**Short exercise:**
Set out each line of the records below as a numbered list, skipping blank lines and omitting the pictures.

**Entries supplied:**
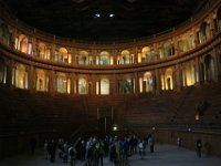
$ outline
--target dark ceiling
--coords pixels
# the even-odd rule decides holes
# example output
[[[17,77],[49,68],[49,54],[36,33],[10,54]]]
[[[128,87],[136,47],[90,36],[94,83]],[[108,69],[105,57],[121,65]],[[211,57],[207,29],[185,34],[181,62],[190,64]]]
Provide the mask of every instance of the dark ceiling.
[[[39,30],[65,38],[112,41],[168,30],[189,19],[207,0],[3,1],[17,18]]]

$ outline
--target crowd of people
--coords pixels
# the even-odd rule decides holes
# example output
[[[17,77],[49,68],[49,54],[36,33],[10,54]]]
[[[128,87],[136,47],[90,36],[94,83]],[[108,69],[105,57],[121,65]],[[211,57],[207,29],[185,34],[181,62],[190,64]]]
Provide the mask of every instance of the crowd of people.
[[[83,160],[84,166],[103,166],[103,158],[108,157],[115,166],[124,166],[127,164],[128,157],[134,154],[139,154],[143,159],[147,145],[149,152],[154,153],[155,141],[150,134],[144,138],[139,138],[137,135],[106,136],[105,138],[92,136],[86,139],[80,137],[74,143],[65,142],[63,138],[57,142],[46,139],[44,157],[54,163],[57,156],[64,163],[70,163],[71,166],[75,166],[77,159]]]

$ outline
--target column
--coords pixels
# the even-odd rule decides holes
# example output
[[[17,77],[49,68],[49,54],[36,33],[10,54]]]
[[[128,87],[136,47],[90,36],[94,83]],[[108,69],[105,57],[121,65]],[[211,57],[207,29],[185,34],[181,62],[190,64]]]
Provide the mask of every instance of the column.
[[[55,92],[55,89],[54,89],[54,79],[55,79],[55,72],[52,70],[52,71],[50,71],[50,73],[49,73],[49,92],[51,93],[51,94],[54,94],[54,92]]]
[[[138,73],[135,73],[135,95],[139,95],[139,76]]]
[[[218,54],[215,53],[215,48],[212,50],[212,56],[214,60],[214,81],[219,81],[219,60],[218,60]]]
[[[182,87],[182,70],[180,70],[181,64],[176,64],[176,90],[179,92]]]
[[[201,68],[201,65],[200,65],[200,58],[197,58],[196,59],[196,69],[197,69],[197,74],[198,74],[198,83],[199,83],[199,85],[201,85],[202,84],[202,79],[203,79],[203,75],[202,75],[202,68]]]
[[[29,76],[28,76],[28,89],[30,92],[34,91],[35,87],[35,75],[34,75],[34,66],[30,65],[28,70]]]

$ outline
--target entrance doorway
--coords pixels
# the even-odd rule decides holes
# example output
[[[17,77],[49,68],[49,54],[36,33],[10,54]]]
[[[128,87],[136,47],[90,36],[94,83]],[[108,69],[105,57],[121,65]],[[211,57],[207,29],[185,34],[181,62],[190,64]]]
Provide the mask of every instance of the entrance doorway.
[[[109,135],[112,133],[112,117],[104,116],[98,120],[98,132],[101,135]]]

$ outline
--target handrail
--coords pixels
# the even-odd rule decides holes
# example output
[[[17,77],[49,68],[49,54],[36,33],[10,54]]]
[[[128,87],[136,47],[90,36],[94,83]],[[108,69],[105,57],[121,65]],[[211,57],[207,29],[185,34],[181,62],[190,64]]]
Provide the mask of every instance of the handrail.
[[[156,37],[162,37],[165,34],[173,32],[175,30],[178,30],[180,27],[185,27],[188,23],[192,22],[192,20],[197,19],[200,14],[202,14],[204,12],[204,10],[207,10],[209,7],[211,7],[215,2],[217,2],[215,0],[209,0],[209,1],[204,0],[204,1],[202,1],[202,4],[206,4],[206,6],[203,6],[204,8],[201,7],[201,10],[199,12],[194,13],[189,20],[187,20],[187,21],[185,21],[185,22],[182,22],[182,23],[180,23],[180,24],[178,24],[173,28],[170,28],[166,31],[162,31],[162,32],[159,32],[159,33],[156,33],[156,34],[152,34],[152,35],[148,35],[148,37],[136,38],[136,39],[127,39],[127,40],[118,40],[118,41],[86,41],[86,40],[81,40],[81,39],[77,39],[77,38],[76,39],[70,39],[70,38],[56,37],[56,35],[53,35],[51,33],[38,30],[38,29],[30,27],[27,23],[20,21],[18,18],[15,18],[10,12],[10,9],[7,7],[7,4],[3,1],[0,1],[0,8],[3,7],[3,9],[7,9],[9,18],[12,18],[13,20],[15,20],[15,22],[19,22],[19,24],[21,27],[23,27],[24,29],[29,29],[29,31],[31,31],[31,32],[39,33],[39,34],[42,34],[42,35],[45,35],[45,37],[49,37],[49,38],[52,38],[52,39],[56,39],[57,41],[70,41],[72,43],[74,42],[74,43],[84,43],[84,44],[120,44],[120,43],[134,43],[134,42],[138,42],[138,41],[145,41],[145,40],[148,40],[148,39],[155,39]]]

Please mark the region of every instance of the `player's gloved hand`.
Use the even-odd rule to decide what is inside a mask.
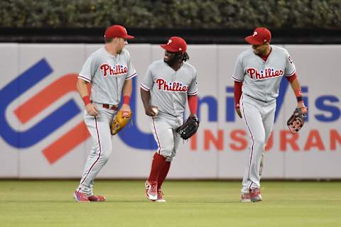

**Worked solution:**
1. $ outline
2. --target dark ceiling
3. --coords pixels
4. # the even-odd rule decides holes
5. # example output
6. [[[17,77],[49,68],[49,54],[36,33],[10,54]]]
7. [[[128,87],[136,47],[90,36],[94,83]],[[108,69],[105,57],[121,65]],[[211,57],[207,29],[185,34],[181,62],[190,64]]]
8. Provide the mask of every instance of the dark ceiling.
9. [[[39,30],[65,38],[112,41],[168,30],[189,19],[207,0],[3,1],[17,18]]]
10. $ outline
11. --target crowd of people
12. --coords pixels
13. # the even-odd rule decides holes
14. # example output
15. [[[17,77],[49,68],[49,54],[36,33],[10,54]]]
16. [[[128,87],[136,47],[90,36],[94,83]],[[108,69],[105,57],[121,65]],[[211,57],[207,29],[185,34],[181,62],[190,64]]]
17. Provide the mask of every instance of the crowd of people.
18. [[[83,160],[84,166],[103,166],[103,158],[108,157],[115,166],[124,166],[127,164],[128,157],[134,154],[139,154],[143,159],[147,145],[149,152],[154,153],[155,141],[150,134],[144,138],[139,138],[137,135],[106,136],[105,138],[92,136],[86,139],[80,137],[74,143],[65,142],[63,138],[57,142],[46,139],[44,157],[54,163],[57,156],[64,163],[70,163],[71,166],[75,166],[77,159]]]
19. $ outline
20. --target column
21. --coords pixels
22. # the even-odd rule decides holes
23. # example output
24. [[[17,77],[49,68],[49,54],[36,33],[10,54]]]
25. [[[128,87],[136,47],[90,36],[94,83]],[[108,69],[105,57],[121,65]],[[211,57],[207,29],[185,34],[181,62],[190,64]]]
26. Provide the mask of every instance of the column.
27. [[[55,92],[55,89],[54,89],[54,79],[55,79],[55,72],[52,70],[52,71],[50,71],[50,73],[49,73],[49,92],[51,93],[51,94],[54,94],[54,92]]]
28. [[[138,73],[135,73],[135,95],[139,95],[139,76]]]
29. [[[218,54],[215,53],[215,48],[212,50],[212,56],[214,60],[214,81],[219,81],[219,60],[218,60]]]
30. [[[182,87],[182,70],[180,70],[181,64],[176,64],[176,90],[179,92]]]
31. [[[201,68],[201,65],[200,65],[200,58],[197,58],[196,59],[196,69],[197,69],[197,74],[198,74],[198,83],[199,83],[199,85],[201,85],[202,84],[202,79],[203,79],[203,75],[202,75],[202,68]]]
32. [[[29,76],[28,76],[28,89],[30,92],[34,91],[35,87],[35,75],[34,75],[34,66],[30,65],[28,70]]]
33. $ outline
34. --target entrance doorway
35. --coords pixels
36. # the even-odd rule decides holes
37. # example output
38. [[[17,77],[49,68],[49,54],[36,33],[10,54]]]
39. [[[128,87],[136,47],[90,36],[94,83]],[[108,69],[105,57],[121,65]],[[211,57],[207,29],[185,34],[181,62],[190,64]]]
40. Provide the mask of every instance of the entrance doorway.
41. [[[109,135],[112,133],[112,117],[104,116],[98,120],[98,132],[101,135]]]
42. $ outline
43. --target handrail
44. --coords pixels
45. # the even-odd rule decides holes
46. # example output
47. [[[17,77],[49,68],[49,54],[36,33],[10,54]]]
48. [[[128,87],[136,47],[90,36],[94,83]],[[108,69],[105,57],[121,65]],[[211,57],[207,29],[185,34],[181,62],[190,64]]]
49. Provide the mask of every instance of the handrail.
50. [[[156,37],[162,37],[165,34],[173,32],[175,30],[178,30],[180,27],[185,27],[188,23],[192,22],[192,20],[197,19],[200,14],[202,14],[204,12],[204,10],[207,10],[209,7],[211,7],[215,2],[217,2],[215,0],[209,0],[209,1],[204,0],[204,1],[202,1],[202,4],[206,4],[206,6],[203,6],[204,8],[201,7],[201,10],[199,12],[194,13],[189,20],[187,20],[187,21],[185,21],[185,22],[182,22],[182,23],[180,23],[180,24],[178,24],[173,28],[170,28],[166,31],[162,31],[162,32],[159,32],[159,33],[156,33],[156,34],[152,34],[152,35],[148,35],[148,37],[136,38],[136,39],[127,39],[127,40],[118,40],[118,41],[86,41],[86,40],[81,40],[81,39],[77,39],[77,38],[76,39],[70,39],[70,38],[56,37],[56,35],[53,35],[51,33],[38,30],[38,29],[30,27],[27,23],[20,21],[18,18],[15,18],[10,12],[10,9],[7,7],[7,4],[3,1],[0,1],[0,8],[3,7],[3,9],[7,9],[9,18],[12,18],[13,20],[15,20],[15,22],[19,22],[19,24],[21,27],[23,27],[24,29],[29,29],[29,31],[31,31],[31,32],[39,33],[39,34],[42,34],[42,35],[45,35],[45,37],[49,37],[49,38],[52,38],[52,39],[56,39],[57,41],[70,41],[72,43],[74,42],[74,43],[84,43],[84,44],[120,44],[120,43],[134,43],[134,42],[138,42],[138,41],[145,41],[145,40],[148,40],[148,39],[155,39]]]
51. Please mark the region of every instance of the `player's gloved hand`.
52. Use the even-odd rule to decide what is inside a mask.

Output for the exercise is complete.